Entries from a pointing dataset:
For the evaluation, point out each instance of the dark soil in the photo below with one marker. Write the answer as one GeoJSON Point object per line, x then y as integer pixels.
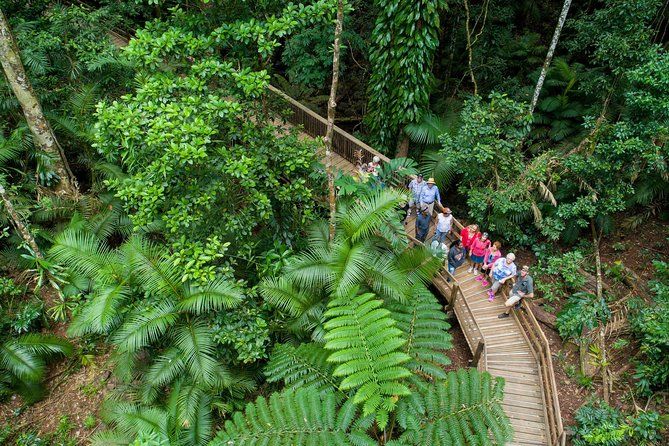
{"type": "Point", "coordinates": [460, 354]}
{"type": "Point", "coordinates": [73, 391]}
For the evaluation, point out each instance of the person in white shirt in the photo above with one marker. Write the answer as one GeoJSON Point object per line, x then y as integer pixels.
{"type": "Point", "coordinates": [415, 187]}
{"type": "Point", "coordinates": [444, 225]}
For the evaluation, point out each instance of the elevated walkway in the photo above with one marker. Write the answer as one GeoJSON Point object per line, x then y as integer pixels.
{"type": "Point", "coordinates": [515, 348]}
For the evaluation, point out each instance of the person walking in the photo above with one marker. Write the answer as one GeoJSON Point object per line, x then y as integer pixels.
{"type": "Point", "coordinates": [415, 188]}
{"type": "Point", "coordinates": [491, 255]}
{"type": "Point", "coordinates": [422, 223]}
{"type": "Point", "coordinates": [524, 287]}
{"type": "Point", "coordinates": [477, 252]}
{"type": "Point", "coordinates": [430, 195]}
{"type": "Point", "coordinates": [468, 235]}
{"type": "Point", "coordinates": [456, 256]}
{"type": "Point", "coordinates": [444, 225]}
{"type": "Point", "coordinates": [502, 270]}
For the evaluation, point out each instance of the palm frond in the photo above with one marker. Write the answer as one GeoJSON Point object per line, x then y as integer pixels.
{"type": "Point", "coordinates": [216, 295]}
{"type": "Point", "coordinates": [198, 351]}
{"type": "Point", "coordinates": [144, 326]}
{"type": "Point", "coordinates": [370, 213]}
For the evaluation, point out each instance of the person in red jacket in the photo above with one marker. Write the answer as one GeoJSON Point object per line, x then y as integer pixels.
{"type": "Point", "coordinates": [478, 248]}
{"type": "Point", "coordinates": [468, 234]}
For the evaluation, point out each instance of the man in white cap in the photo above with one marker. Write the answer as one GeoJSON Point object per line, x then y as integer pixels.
{"type": "Point", "coordinates": [429, 195]}
{"type": "Point", "coordinates": [415, 187]}
{"type": "Point", "coordinates": [503, 269]}
{"type": "Point", "coordinates": [524, 287]}
{"type": "Point", "coordinates": [422, 223]}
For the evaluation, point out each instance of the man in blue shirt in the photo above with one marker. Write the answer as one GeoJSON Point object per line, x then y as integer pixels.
{"type": "Point", "coordinates": [422, 223]}
{"type": "Point", "coordinates": [416, 186]}
{"type": "Point", "coordinates": [429, 195]}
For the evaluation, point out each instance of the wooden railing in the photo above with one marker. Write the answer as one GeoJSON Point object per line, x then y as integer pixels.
{"type": "Point", "coordinates": [541, 348]}
{"type": "Point", "coordinates": [343, 143]}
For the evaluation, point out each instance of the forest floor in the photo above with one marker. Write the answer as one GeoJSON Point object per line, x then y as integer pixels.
{"type": "Point", "coordinates": [73, 391]}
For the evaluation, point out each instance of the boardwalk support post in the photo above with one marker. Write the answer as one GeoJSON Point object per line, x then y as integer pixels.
{"type": "Point", "coordinates": [477, 354]}
{"type": "Point", "coordinates": [454, 294]}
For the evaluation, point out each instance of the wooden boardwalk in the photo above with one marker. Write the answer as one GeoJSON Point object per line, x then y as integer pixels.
{"type": "Point", "coordinates": [514, 348]}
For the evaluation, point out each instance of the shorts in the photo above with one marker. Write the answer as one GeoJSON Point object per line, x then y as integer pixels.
{"type": "Point", "coordinates": [512, 300]}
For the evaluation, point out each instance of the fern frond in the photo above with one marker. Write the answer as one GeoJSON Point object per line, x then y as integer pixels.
{"type": "Point", "coordinates": [300, 418]}
{"type": "Point", "coordinates": [367, 346]}
{"type": "Point", "coordinates": [301, 367]}
{"type": "Point", "coordinates": [424, 325]}
{"type": "Point", "coordinates": [464, 409]}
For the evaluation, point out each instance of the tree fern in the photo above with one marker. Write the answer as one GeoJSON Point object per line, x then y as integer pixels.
{"type": "Point", "coordinates": [296, 418]}
{"type": "Point", "coordinates": [463, 409]}
{"type": "Point", "coordinates": [367, 346]}
{"type": "Point", "coordinates": [302, 366]}
{"type": "Point", "coordinates": [424, 325]}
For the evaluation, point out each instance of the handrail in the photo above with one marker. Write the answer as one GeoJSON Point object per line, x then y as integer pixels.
{"type": "Point", "coordinates": [541, 348]}
{"type": "Point", "coordinates": [343, 143]}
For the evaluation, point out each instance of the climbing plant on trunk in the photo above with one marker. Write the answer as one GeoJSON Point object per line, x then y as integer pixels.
{"type": "Point", "coordinates": [405, 39]}
{"type": "Point", "coordinates": [43, 135]}
{"type": "Point", "coordinates": [332, 104]}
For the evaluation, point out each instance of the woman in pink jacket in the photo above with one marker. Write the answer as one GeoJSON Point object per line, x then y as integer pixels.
{"type": "Point", "coordinates": [477, 252]}
{"type": "Point", "coordinates": [491, 255]}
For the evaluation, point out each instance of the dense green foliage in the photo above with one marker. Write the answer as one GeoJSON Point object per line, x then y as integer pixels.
{"type": "Point", "coordinates": [196, 253]}
{"type": "Point", "coordinates": [405, 38]}
{"type": "Point", "coordinates": [603, 425]}
{"type": "Point", "coordinates": [651, 324]}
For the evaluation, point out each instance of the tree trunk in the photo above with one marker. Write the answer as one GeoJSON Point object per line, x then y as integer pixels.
{"type": "Point", "coordinates": [403, 147]}
{"type": "Point", "coordinates": [600, 295]}
{"type": "Point", "coordinates": [43, 135]}
{"type": "Point", "coordinates": [18, 223]}
{"type": "Point", "coordinates": [332, 104]}
{"type": "Point", "coordinates": [469, 48]}
{"type": "Point", "coordinates": [549, 55]}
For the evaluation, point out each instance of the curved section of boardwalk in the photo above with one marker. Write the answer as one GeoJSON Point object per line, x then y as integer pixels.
{"type": "Point", "coordinates": [509, 355]}
{"type": "Point", "coordinates": [514, 348]}
{"type": "Point", "coordinates": [507, 351]}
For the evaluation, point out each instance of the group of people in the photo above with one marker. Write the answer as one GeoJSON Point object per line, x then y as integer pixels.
{"type": "Point", "coordinates": [486, 260]}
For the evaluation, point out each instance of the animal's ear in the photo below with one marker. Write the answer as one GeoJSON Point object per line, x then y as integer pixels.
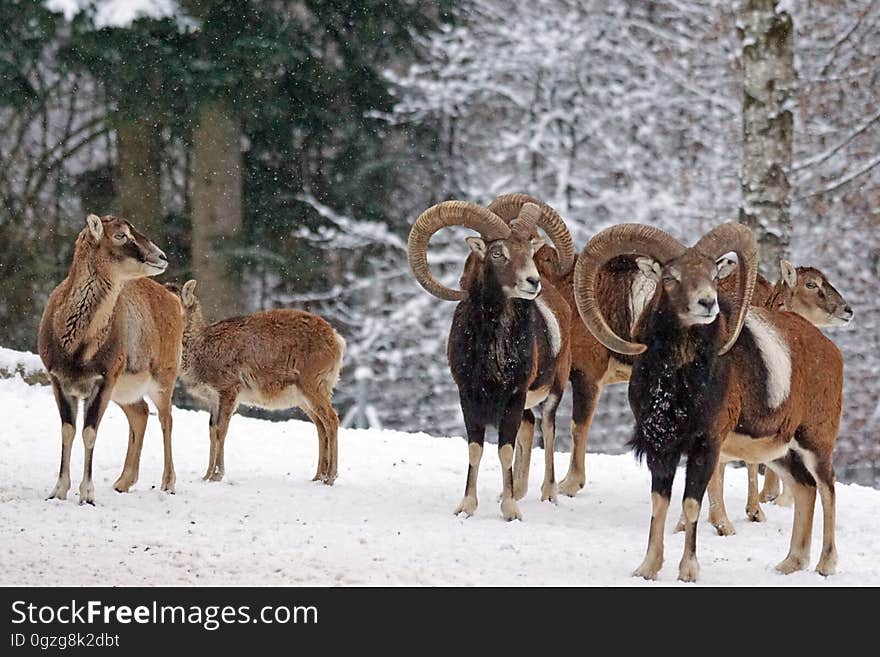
{"type": "Point", "coordinates": [789, 273]}
{"type": "Point", "coordinates": [96, 228]}
{"type": "Point", "coordinates": [726, 266]}
{"type": "Point", "coordinates": [188, 293]}
{"type": "Point", "coordinates": [649, 267]}
{"type": "Point", "coordinates": [478, 246]}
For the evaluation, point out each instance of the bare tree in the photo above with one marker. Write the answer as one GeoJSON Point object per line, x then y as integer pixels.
{"type": "Point", "coordinates": [216, 207]}
{"type": "Point", "coordinates": [769, 86]}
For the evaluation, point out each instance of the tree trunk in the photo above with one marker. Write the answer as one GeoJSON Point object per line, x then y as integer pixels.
{"type": "Point", "coordinates": [769, 81]}
{"type": "Point", "coordinates": [216, 209]}
{"type": "Point", "coordinates": [138, 175]}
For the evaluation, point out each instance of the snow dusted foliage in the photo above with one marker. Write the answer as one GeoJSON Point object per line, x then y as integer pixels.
{"type": "Point", "coordinates": [616, 112]}
{"type": "Point", "coordinates": [609, 111]}
{"type": "Point", "coordinates": [836, 204]}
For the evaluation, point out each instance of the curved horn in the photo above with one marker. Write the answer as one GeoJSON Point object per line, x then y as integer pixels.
{"type": "Point", "coordinates": [735, 237]}
{"type": "Point", "coordinates": [612, 242]}
{"type": "Point", "coordinates": [448, 213]}
{"type": "Point", "coordinates": [508, 207]}
{"type": "Point", "coordinates": [524, 225]}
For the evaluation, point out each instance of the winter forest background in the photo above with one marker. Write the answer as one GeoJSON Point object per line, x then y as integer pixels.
{"type": "Point", "coordinates": [279, 151]}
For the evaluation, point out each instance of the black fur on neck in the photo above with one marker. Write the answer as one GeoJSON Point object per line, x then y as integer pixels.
{"type": "Point", "coordinates": [678, 384]}
{"type": "Point", "coordinates": [490, 347]}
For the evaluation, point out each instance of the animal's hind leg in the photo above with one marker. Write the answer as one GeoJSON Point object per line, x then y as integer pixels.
{"type": "Point", "coordinates": [825, 483]}
{"type": "Point", "coordinates": [548, 431]}
{"type": "Point", "coordinates": [717, 511]}
{"type": "Point", "coordinates": [662, 476]}
{"type": "Point", "coordinates": [137, 414]}
{"type": "Point", "coordinates": [225, 409]}
{"type": "Point", "coordinates": [162, 400]}
{"type": "Point", "coordinates": [94, 411]}
{"type": "Point", "coordinates": [327, 422]}
{"type": "Point", "coordinates": [312, 407]}
{"type": "Point", "coordinates": [476, 431]}
{"type": "Point", "coordinates": [507, 430]}
{"type": "Point", "coordinates": [67, 407]}
{"type": "Point", "coordinates": [585, 396]}
{"type": "Point", "coordinates": [212, 446]}
{"type": "Point", "coordinates": [522, 459]}
{"type": "Point", "coordinates": [798, 479]}
{"type": "Point", "coordinates": [770, 491]}
{"type": "Point", "coordinates": [753, 506]}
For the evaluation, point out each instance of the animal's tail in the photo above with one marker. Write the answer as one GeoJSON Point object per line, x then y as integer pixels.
{"type": "Point", "coordinates": [331, 377]}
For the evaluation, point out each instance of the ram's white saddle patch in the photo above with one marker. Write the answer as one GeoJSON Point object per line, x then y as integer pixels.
{"type": "Point", "coordinates": [552, 325]}
{"type": "Point", "coordinates": [775, 354]}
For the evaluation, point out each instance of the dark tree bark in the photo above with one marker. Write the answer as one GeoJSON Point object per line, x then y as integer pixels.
{"type": "Point", "coordinates": [216, 208]}
{"type": "Point", "coordinates": [138, 174]}
{"type": "Point", "coordinates": [769, 85]}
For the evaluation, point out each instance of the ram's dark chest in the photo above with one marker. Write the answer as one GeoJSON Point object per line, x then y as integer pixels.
{"type": "Point", "coordinates": [491, 352]}
{"type": "Point", "coordinates": [678, 387]}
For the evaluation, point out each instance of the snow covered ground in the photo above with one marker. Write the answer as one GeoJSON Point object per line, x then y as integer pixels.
{"type": "Point", "coordinates": [387, 521]}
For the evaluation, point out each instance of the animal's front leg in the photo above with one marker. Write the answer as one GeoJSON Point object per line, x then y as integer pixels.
{"type": "Point", "coordinates": [662, 476]}
{"type": "Point", "coordinates": [94, 411]}
{"type": "Point", "coordinates": [753, 506]}
{"type": "Point", "coordinates": [67, 407]}
{"type": "Point", "coordinates": [507, 430]}
{"type": "Point", "coordinates": [524, 440]}
{"type": "Point", "coordinates": [476, 431]}
{"type": "Point", "coordinates": [702, 462]}
{"type": "Point", "coordinates": [717, 511]}
{"type": "Point", "coordinates": [548, 431]}
{"type": "Point", "coordinates": [585, 396]}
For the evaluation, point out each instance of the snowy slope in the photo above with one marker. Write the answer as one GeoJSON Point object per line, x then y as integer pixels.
{"type": "Point", "coordinates": [387, 521]}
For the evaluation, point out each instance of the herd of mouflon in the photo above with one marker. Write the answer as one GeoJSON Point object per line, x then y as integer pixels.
{"type": "Point", "coordinates": [722, 364]}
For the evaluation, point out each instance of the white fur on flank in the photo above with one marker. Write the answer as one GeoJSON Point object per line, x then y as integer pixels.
{"type": "Point", "coordinates": [641, 292]}
{"type": "Point", "coordinates": [774, 352]}
{"type": "Point", "coordinates": [552, 325]}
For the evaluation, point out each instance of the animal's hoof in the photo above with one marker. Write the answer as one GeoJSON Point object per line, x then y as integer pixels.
{"type": "Point", "coordinates": [756, 515]}
{"type": "Point", "coordinates": [510, 510]}
{"type": "Point", "coordinates": [648, 570]}
{"type": "Point", "coordinates": [87, 493]}
{"type": "Point", "coordinates": [570, 486]}
{"type": "Point", "coordinates": [791, 564]}
{"type": "Point", "coordinates": [548, 493]}
{"type": "Point", "coordinates": [723, 527]}
{"type": "Point", "coordinates": [784, 500]}
{"type": "Point", "coordinates": [467, 507]}
{"type": "Point", "coordinates": [688, 570]}
{"type": "Point", "coordinates": [827, 565]}
{"type": "Point", "coordinates": [58, 494]}
{"type": "Point", "coordinates": [122, 485]}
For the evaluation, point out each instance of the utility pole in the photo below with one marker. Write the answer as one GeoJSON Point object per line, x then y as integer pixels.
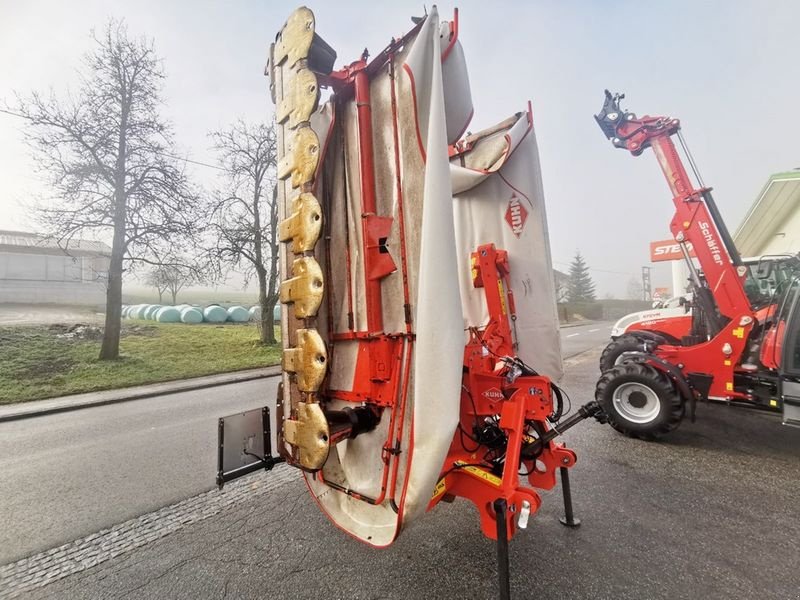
{"type": "Point", "coordinates": [646, 289]}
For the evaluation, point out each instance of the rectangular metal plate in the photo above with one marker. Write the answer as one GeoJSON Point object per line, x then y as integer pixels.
{"type": "Point", "coordinates": [242, 439]}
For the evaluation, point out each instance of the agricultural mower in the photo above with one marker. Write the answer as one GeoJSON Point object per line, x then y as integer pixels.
{"type": "Point", "coordinates": [737, 348]}
{"type": "Point", "coordinates": [419, 325]}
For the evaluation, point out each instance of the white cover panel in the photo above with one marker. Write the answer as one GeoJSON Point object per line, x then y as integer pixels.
{"type": "Point", "coordinates": [499, 179]}
{"type": "Point", "coordinates": [434, 392]}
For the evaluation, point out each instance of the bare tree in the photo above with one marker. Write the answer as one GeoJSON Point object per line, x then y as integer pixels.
{"type": "Point", "coordinates": [244, 221]}
{"type": "Point", "coordinates": [109, 157]}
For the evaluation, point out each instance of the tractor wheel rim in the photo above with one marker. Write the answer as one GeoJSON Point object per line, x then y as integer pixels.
{"type": "Point", "coordinates": [636, 402]}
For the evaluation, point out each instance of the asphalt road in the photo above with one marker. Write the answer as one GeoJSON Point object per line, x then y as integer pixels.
{"type": "Point", "coordinates": [65, 475]}
{"type": "Point", "coordinates": [710, 513]}
{"type": "Point", "coordinates": [579, 338]}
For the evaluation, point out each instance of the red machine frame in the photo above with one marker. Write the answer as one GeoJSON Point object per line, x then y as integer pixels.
{"type": "Point", "coordinates": [697, 221]}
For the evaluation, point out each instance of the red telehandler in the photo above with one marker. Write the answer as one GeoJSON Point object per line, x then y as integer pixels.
{"type": "Point", "coordinates": [735, 351]}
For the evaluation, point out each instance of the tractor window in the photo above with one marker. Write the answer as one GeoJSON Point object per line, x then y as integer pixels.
{"type": "Point", "coordinates": [763, 291]}
{"type": "Point", "coordinates": [791, 341]}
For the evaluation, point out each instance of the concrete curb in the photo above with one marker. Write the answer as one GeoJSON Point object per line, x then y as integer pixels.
{"type": "Point", "coordinates": [38, 408]}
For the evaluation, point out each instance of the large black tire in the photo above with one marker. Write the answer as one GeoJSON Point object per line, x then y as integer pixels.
{"type": "Point", "coordinates": [615, 349]}
{"type": "Point", "coordinates": [639, 400]}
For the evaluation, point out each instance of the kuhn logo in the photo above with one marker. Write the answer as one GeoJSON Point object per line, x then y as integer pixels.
{"type": "Point", "coordinates": [493, 394]}
{"type": "Point", "coordinates": [516, 215]}
{"type": "Point", "coordinates": [711, 242]}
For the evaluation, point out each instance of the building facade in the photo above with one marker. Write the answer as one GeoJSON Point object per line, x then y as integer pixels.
{"type": "Point", "coordinates": [772, 225]}
{"type": "Point", "coordinates": [35, 269]}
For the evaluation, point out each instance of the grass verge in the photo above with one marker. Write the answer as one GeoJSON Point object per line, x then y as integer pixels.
{"type": "Point", "coordinates": [39, 362]}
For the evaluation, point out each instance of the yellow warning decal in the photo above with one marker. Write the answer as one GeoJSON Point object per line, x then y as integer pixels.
{"type": "Point", "coordinates": [480, 473]}
{"type": "Point", "coordinates": [441, 488]}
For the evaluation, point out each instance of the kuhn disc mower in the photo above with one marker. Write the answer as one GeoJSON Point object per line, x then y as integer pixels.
{"type": "Point", "coordinates": [419, 327]}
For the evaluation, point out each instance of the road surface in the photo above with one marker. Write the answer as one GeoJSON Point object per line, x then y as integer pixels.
{"type": "Point", "coordinates": [65, 475]}
{"type": "Point", "coordinates": [69, 474]}
{"type": "Point", "coordinates": [579, 338]}
{"type": "Point", "coordinates": [710, 513]}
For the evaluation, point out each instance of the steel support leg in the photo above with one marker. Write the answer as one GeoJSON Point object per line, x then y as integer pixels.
{"type": "Point", "coordinates": [568, 519]}
{"type": "Point", "coordinates": [503, 572]}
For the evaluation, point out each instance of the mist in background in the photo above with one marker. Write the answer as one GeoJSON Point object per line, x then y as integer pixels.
{"type": "Point", "coordinates": [726, 69]}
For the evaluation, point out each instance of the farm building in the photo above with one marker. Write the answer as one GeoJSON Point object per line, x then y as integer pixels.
{"type": "Point", "coordinates": [772, 225]}
{"type": "Point", "coordinates": [35, 269]}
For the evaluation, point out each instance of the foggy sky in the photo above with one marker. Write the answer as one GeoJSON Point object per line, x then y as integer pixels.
{"type": "Point", "coordinates": [726, 69]}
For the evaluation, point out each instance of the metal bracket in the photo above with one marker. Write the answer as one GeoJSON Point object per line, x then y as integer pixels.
{"type": "Point", "coordinates": [241, 426]}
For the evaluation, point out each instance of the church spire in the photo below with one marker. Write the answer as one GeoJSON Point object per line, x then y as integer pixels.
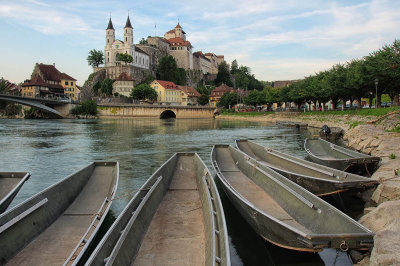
{"type": "Point", "coordinates": [110, 26]}
{"type": "Point", "coordinates": [128, 23]}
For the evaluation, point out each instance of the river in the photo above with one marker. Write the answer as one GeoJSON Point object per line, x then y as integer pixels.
{"type": "Point", "coordinates": [53, 149]}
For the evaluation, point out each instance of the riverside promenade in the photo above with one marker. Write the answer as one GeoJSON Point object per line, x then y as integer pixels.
{"type": "Point", "coordinates": [371, 135]}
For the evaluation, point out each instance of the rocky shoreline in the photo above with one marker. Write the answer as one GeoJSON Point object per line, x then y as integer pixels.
{"type": "Point", "coordinates": [382, 208]}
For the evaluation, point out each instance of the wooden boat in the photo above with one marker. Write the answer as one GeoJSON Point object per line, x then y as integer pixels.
{"type": "Point", "coordinates": [329, 154]}
{"type": "Point", "coordinates": [318, 179]}
{"type": "Point", "coordinates": [334, 134]}
{"type": "Point", "coordinates": [281, 211]}
{"type": "Point", "coordinates": [293, 124]}
{"type": "Point", "coordinates": [57, 225]}
{"type": "Point", "coordinates": [176, 217]}
{"type": "Point", "coordinates": [10, 184]}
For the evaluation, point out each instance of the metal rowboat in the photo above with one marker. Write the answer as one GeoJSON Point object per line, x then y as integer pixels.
{"type": "Point", "coordinates": [332, 155]}
{"type": "Point", "coordinates": [10, 184]}
{"type": "Point", "coordinates": [318, 179]}
{"type": "Point", "coordinates": [281, 211]}
{"type": "Point", "coordinates": [175, 218]}
{"type": "Point", "coordinates": [57, 225]}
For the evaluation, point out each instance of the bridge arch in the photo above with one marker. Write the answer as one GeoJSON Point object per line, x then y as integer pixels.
{"type": "Point", "coordinates": [167, 114]}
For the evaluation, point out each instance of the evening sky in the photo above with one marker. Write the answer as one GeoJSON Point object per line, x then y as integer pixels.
{"type": "Point", "coordinates": [277, 39]}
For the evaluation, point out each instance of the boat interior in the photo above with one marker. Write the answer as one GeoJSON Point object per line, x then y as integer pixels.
{"type": "Point", "coordinates": [54, 245]}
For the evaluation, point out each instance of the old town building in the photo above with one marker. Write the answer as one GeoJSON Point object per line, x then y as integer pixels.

Instruction:
Write out again, unchanged, every line from the line containing "For the evaluation, point out each instance of the wooden boat" to the final line of the material above.

Response:
For the evaluation, point out each instance of the wooden boat in the photo above with one marker. Write the answer as one GeoJSON Point object per line, x then y as integer pixels.
{"type": "Point", "coordinates": [329, 154]}
{"type": "Point", "coordinates": [318, 179]}
{"type": "Point", "coordinates": [334, 134]}
{"type": "Point", "coordinates": [281, 211]}
{"type": "Point", "coordinates": [293, 124]}
{"type": "Point", "coordinates": [57, 225]}
{"type": "Point", "coordinates": [176, 217]}
{"type": "Point", "coordinates": [10, 184]}
For the evaluation, point out each instance of the metal rowboat in the photo above with one marker. Write the answer as one GeoJSON Point object per line, x then y as integer pixels.
{"type": "Point", "coordinates": [332, 155]}
{"type": "Point", "coordinates": [10, 184]}
{"type": "Point", "coordinates": [318, 179]}
{"type": "Point", "coordinates": [281, 211]}
{"type": "Point", "coordinates": [175, 218]}
{"type": "Point", "coordinates": [57, 225]}
For the evaluation, point out each instance of the bridge arch in the photo above with one marker. Write the answer as one GeoJSON Point object per line, x then y as integer pixels.
{"type": "Point", "coordinates": [167, 114]}
For the evaluation, point out each instance of the evening sky in the photo above with one marker. Write the answer as one GeoJSON Point object per line, x then y as integer pixels.
{"type": "Point", "coordinates": [277, 39]}
For the evaluation, point out each instance of the boat interior in the photo above with one marker. Write the answer as one GeoJSON Point object per line, x then y as integer pixels.
{"type": "Point", "coordinates": [54, 245]}
For the evaluation, point out each instance of the old town building in the photo above with one marker. Write the answer as one GeoJSON Point object per line, x then y as integer pixels.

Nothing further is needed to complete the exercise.